EXERCISE DESCRIPTION:
Copy out every one of the following records word for word, keeping each line unchanged.

TASK INPUTS:
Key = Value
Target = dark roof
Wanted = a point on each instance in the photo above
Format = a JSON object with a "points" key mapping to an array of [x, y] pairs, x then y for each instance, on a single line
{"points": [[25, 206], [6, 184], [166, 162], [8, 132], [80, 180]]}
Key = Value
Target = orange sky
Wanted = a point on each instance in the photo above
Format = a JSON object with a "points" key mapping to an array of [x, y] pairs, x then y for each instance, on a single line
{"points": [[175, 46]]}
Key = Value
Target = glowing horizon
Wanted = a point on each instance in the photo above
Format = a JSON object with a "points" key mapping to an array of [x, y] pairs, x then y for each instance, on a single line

RESULT OF THIS TASK:
Key = Value
Target = dark roof
Wanted = a point on each instance in the photo above
Format = a JSON object with a "points" key mapping to an array of [x, y] pairs, x then y for each instance, on a single line
{"points": [[25, 206], [6, 184], [166, 162], [8, 132], [80, 180]]}
Key = Value
Target = orange sky
Wanted = a point on each instance in the photo above
Format = a JSON object with a "points" key mapping to an array of [x, y] pairs, x then y for each instance, on a single line
{"points": [[175, 46]]}
Key = Value
Target = glowing horizon
Wanted = a point on each instance in the photo above
Format = a JSON object with a "points" key mapping to an array of [x, y] pairs, x then y for each instance, on a single line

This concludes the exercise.